» **What you have to do**
The word "backdrop" occurs in some of the lines below; copy each of those lines.
☆ ☆ ☆ ☆
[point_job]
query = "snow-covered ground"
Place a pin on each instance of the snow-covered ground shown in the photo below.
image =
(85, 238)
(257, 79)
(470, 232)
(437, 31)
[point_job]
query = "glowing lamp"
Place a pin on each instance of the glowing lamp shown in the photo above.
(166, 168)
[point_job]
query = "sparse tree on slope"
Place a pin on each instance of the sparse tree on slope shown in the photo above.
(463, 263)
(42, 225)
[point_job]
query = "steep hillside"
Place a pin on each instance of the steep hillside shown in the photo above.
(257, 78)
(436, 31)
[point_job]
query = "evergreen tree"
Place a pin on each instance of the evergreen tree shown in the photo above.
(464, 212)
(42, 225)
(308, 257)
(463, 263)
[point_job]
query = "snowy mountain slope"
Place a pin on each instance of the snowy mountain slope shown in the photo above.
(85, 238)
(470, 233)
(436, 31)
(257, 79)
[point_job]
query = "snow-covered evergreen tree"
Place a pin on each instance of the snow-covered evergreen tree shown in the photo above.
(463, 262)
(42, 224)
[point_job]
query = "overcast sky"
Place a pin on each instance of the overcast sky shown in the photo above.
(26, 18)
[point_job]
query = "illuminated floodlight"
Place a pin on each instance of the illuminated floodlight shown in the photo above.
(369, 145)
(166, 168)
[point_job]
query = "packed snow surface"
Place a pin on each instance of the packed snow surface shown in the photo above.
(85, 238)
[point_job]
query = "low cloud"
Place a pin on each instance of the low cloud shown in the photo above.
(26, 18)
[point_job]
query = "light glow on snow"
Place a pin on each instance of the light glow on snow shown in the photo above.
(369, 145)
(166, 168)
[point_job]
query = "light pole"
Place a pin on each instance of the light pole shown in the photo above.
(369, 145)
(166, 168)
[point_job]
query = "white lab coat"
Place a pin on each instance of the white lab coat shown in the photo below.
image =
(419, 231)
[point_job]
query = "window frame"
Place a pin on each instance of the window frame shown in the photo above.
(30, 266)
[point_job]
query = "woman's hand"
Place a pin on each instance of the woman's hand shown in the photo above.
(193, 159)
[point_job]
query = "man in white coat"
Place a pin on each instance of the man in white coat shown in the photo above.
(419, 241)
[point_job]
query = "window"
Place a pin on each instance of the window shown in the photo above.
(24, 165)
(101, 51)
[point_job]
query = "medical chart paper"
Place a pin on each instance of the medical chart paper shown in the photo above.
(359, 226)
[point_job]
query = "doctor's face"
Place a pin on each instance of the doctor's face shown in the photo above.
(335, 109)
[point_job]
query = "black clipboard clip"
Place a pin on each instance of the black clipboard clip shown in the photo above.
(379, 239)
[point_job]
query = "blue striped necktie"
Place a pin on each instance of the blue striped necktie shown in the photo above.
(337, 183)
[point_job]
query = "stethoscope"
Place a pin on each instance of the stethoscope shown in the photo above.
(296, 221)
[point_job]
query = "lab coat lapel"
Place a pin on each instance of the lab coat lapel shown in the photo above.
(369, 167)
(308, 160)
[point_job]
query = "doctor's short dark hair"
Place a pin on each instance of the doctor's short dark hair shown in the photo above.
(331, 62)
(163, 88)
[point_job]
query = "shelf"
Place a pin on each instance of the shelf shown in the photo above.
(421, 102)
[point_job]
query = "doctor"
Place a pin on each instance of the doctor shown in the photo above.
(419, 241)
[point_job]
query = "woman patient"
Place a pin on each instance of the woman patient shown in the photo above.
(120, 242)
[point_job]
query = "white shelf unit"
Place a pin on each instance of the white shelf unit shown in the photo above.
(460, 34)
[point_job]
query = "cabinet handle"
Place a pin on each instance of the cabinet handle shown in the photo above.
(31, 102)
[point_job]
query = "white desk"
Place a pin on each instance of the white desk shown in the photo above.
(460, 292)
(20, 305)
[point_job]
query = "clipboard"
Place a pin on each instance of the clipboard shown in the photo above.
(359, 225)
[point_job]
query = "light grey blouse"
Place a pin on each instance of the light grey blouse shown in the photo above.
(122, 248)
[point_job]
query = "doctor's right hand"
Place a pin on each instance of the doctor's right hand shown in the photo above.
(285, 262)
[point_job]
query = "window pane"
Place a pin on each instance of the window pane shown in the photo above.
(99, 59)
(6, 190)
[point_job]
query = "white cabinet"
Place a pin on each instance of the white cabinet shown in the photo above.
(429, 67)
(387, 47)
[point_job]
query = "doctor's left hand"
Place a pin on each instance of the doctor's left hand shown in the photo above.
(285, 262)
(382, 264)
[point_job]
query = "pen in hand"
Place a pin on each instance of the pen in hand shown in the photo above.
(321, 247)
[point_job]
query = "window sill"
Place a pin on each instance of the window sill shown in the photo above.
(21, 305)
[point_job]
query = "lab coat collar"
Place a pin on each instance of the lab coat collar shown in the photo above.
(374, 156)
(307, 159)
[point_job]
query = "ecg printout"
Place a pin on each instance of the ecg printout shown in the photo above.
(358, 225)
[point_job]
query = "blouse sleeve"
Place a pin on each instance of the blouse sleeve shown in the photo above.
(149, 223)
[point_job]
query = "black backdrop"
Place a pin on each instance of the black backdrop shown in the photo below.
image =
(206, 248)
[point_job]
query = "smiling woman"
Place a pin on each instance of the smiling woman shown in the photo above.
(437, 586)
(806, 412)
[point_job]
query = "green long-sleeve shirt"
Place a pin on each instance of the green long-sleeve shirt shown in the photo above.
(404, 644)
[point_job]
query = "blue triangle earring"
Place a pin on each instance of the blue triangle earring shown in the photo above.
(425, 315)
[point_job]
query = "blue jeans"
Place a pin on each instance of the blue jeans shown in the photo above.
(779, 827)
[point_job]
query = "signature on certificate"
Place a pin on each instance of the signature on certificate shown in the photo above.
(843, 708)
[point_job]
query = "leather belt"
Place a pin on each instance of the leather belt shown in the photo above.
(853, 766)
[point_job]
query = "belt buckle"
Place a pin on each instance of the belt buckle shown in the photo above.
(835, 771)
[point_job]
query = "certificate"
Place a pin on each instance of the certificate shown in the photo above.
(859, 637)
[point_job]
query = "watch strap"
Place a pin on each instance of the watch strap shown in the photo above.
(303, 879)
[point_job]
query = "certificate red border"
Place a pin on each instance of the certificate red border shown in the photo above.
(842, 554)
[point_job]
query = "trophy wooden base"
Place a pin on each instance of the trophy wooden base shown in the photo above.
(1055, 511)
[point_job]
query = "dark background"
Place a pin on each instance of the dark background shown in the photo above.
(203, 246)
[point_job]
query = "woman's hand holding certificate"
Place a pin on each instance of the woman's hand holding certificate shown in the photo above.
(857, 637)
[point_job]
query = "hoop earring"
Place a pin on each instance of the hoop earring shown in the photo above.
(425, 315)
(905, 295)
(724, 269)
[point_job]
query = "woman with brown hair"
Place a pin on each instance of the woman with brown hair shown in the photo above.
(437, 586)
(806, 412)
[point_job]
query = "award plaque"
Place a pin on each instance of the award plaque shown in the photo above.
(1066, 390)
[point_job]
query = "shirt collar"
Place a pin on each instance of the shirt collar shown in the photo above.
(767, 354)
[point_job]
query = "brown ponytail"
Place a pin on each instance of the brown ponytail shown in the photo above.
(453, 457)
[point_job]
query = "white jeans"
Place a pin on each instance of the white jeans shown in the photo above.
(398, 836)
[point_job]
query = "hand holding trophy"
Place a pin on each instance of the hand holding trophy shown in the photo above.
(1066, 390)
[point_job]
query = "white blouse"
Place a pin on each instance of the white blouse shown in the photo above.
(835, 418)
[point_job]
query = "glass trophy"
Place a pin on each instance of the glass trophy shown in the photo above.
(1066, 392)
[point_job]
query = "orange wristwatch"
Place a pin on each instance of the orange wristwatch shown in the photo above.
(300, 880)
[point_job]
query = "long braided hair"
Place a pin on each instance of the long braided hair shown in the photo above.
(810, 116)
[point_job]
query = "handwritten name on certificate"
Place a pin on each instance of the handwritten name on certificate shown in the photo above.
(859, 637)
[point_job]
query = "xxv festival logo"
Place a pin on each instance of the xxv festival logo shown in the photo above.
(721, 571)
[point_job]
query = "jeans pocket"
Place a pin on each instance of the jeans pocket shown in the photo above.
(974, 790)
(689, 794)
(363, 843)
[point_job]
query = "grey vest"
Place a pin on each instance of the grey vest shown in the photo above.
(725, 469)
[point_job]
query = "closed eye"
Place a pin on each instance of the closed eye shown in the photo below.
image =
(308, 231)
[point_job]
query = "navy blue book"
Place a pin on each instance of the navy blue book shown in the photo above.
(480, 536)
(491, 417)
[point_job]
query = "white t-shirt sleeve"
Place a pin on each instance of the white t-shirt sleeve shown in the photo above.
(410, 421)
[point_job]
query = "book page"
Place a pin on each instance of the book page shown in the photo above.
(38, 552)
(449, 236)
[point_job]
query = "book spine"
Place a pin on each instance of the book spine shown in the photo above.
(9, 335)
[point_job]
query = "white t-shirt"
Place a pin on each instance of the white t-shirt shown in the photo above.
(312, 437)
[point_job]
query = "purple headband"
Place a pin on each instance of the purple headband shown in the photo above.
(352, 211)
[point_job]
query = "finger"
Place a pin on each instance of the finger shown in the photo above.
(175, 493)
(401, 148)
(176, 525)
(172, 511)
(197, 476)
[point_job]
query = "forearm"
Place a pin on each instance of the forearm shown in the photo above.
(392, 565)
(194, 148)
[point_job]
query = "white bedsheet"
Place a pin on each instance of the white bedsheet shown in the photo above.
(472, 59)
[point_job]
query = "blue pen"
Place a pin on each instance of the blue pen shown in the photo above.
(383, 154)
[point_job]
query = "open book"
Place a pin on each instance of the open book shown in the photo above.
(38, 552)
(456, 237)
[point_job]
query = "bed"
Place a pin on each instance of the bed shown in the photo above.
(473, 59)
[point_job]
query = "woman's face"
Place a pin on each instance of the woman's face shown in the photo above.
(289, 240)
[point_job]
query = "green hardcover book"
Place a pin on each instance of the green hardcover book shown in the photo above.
☆ ☆ ☆ ☆
» **Result of the task**
query = "black backdrop"
Place a pin on each instance of the black backdrop shown in the photo below.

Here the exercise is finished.